Please summarize the piece about David Sedaris's Durham readings in two sentences.

== PROVIDED PASSAGE ==
*** Block opens ***

Humorist and hometown hero David Sedaris returned to the Triangle over the weekend, performing two readings at the Durham Performing Arts Theater on Saturday.

Before a friendly crowd of smitten fans at the 3 p.m. matinee preceding the evening show, the author delivered 90 minutes of consistently funny — and frequently filthy — stories, spiels and gags.

Currently on an extended speaking tour that will take him across the country, Sedaris is the rare author whose speaking engagements play out like A-list stand-up comedy concerts. These days Sedaris tends to perform in the same size theater venues as comedians like Louie CK or Chris Rock, and the vibe of a Sedaris reading is surprisingly similar.

Sedaris began the show with a short monologue about the public art installation Cloud Gate — that giant bean-shaped mirror thing in Chicago's Millennium Park. It was a gentle sort of lead-in for the show; the kind of loopy Sedaris character bit that pokes fun at human vanity.

Then things got pleasantly weird. The author's next two readings, drawing from the seven new stories he's currently workshopping on tour, pinged around various topics and eras from Sedaris' life. Before the crowd knew what was happening, they were deep into a saga about rogue surgery, fatty tumors and snapping turtles — typical Sedaris territory, really.

Several passages referred to the North Carolina coastal community of Emerald Isle, where Sedaris spent summers as a kid and where his family recently purchased a beach house.

The local material generated knowing laughs, particularly when Sedaris zeroed in on cultural oddities specific to North Carolina — like the regional retail experience of being wished a "blessed day" when you're buying groceries or gasoline. ("That line doesn't get a laugh in other states," he said.)

The presentation's funniest moments, by far, came when Sedaris set the stories aside and instead started reading entries from his diary. As the increasingly raunchy anecdotes and one-liners built their own momentum, Sedaris seemed to be reading the room like veteran comic, gauging just how much he could get away with.

In the post-show Q&A session, Sedaris laughingly admitted he hadn't calibrated the material for a matinee show. "I just realized reading all this stuff — that's a lot of filth for the afternoon,” he said. “How do you face the daylight after something like this?"

At the beginning of the show, Sedaris brought on author Blake Bailey — known for his literary biographies of John Cheever and Richard Yates — to do a short reading from his new memoir, "The Splendid Things We Planned." Both authors signed books in a meet-and-greet session after the reading.

Saturday's show proved that, aside from his success as an author, Sedaris has become a wily old veteran at the art of the theatrical reading engagement. The guy knows how to work a room. And by launching so many hilariously uncomfortable zingers around sex and death, he celebrated another longstanding comic tradition: Literary humorists, like court jesters and stand-up comedians, reserve the right to say anything.

*** Block closes ***

== RECORDS SHOWN ==
*** Block opens ***

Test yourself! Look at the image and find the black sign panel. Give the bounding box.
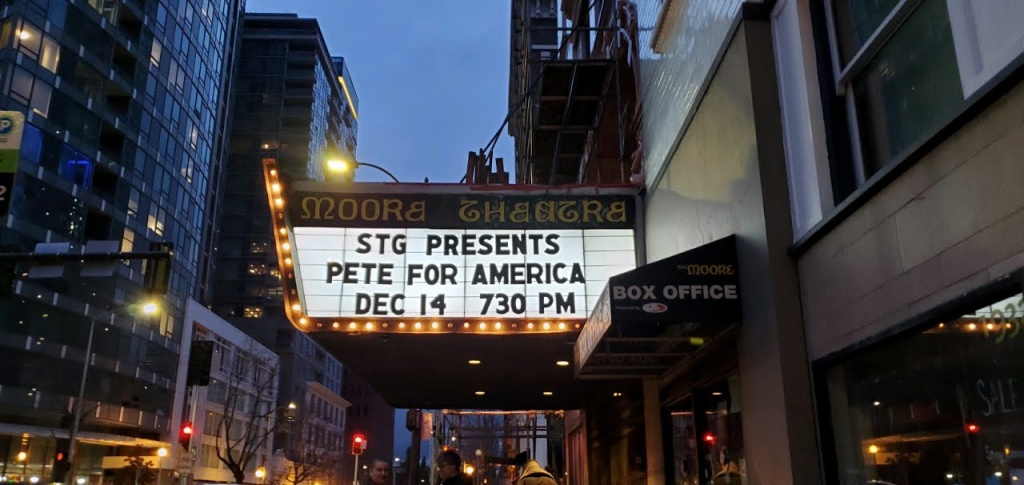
[0,173,15,217]
[608,235,742,325]
[289,191,636,229]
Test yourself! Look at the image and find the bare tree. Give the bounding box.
[281,407,343,485]
[214,339,278,483]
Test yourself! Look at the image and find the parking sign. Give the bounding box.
[0,112,25,217]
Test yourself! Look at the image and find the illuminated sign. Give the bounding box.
[265,161,637,330]
[293,227,636,319]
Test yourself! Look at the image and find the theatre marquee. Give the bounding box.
[266,159,636,333]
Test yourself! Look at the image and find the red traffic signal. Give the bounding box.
[352,433,367,454]
[178,423,193,451]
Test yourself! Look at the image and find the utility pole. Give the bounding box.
[406,409,423,485]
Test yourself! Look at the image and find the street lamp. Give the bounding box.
[327,159,401,183]
[68,301,160,477]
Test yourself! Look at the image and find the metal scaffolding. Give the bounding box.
[508,0,640,185]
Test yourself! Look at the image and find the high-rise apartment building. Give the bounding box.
[214,13,394,476]
[214,13,356,327]
[0,0,243,482]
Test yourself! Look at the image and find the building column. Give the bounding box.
[643,378,665,485]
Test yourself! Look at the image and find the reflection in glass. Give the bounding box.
[853,0,964,176]
[827,296,1024,485]
[833,0,899,65]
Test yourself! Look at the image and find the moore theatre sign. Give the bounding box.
[270,160,636,329]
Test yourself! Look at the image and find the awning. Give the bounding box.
[574,235,742,379]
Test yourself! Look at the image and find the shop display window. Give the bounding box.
[823,295,1024,485]
[669,374,746,485]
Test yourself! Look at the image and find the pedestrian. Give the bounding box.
[434,449,473,485]
[362,457,392,485]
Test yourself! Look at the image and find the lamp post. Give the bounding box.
[327,159,401,183]
[68,302,160,478]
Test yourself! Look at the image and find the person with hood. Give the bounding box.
[362,457,391,485]
[515,459,558,485]
[434,449,473,485]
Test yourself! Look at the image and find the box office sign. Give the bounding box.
[608,236,742,324]
[289,191,636,319]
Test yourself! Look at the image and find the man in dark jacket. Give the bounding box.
[362,457,391,485]
[434,449,473,485]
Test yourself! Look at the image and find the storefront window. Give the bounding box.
[827,295,1024,485]
[669,374,746,485]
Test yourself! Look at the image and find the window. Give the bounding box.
[825,295,1024,485]
[827,0,1024,191]
[242,307,263,318]
[10,68,35,104]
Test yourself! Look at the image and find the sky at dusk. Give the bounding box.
[246,0,513,182]
[246,0,513,456]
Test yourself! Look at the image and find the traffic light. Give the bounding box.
[50,438,71,483]
[178,423,193,451]
[352,433,367,455]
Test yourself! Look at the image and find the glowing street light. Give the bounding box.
[69,301,160,477]
[326,159,401,183]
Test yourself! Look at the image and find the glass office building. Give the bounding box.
[0,0,244,482]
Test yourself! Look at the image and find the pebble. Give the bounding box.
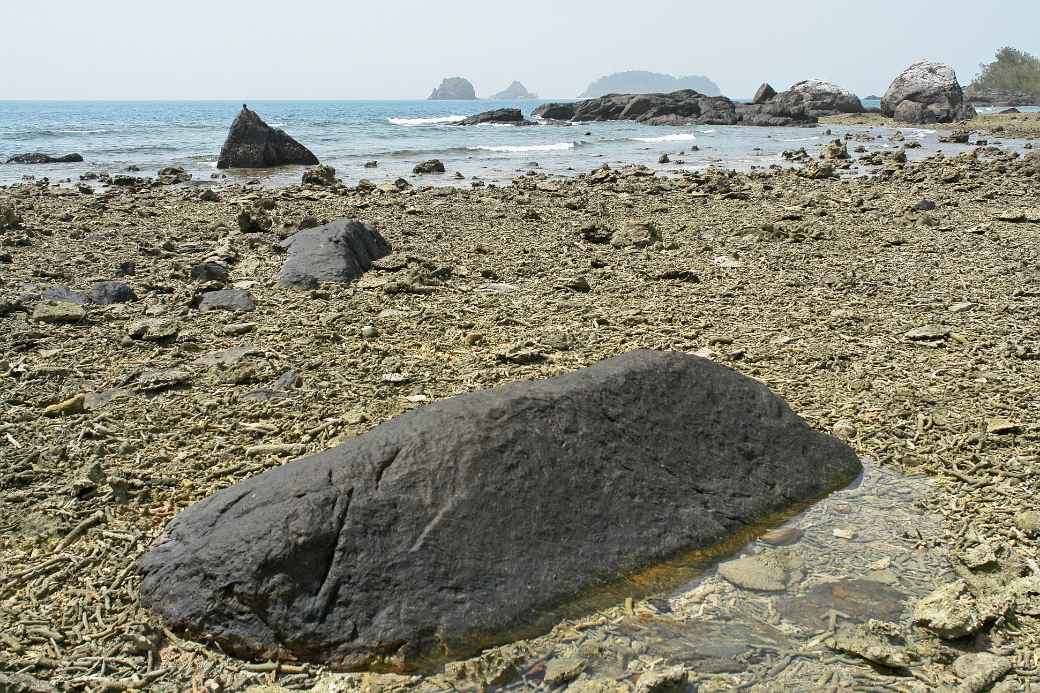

*** Block closes ***

== WRITTEN RESPONSE ==
David Sedaris gave two readings at the Durham Performing Arts Theater on Saturday, and at the 3 p.m. matinee he delivered 90 minutes of funny and frequently filthy material, including new stories he is workshopping on tour, passages about Emerald Isle, and diary entries that produced the show's funniest moments. Author Blake Bailey gave a short reading from his new memoir at the start, and the show proved that Sedaris has become a veteran of the theatrical reading who knows how to work a room.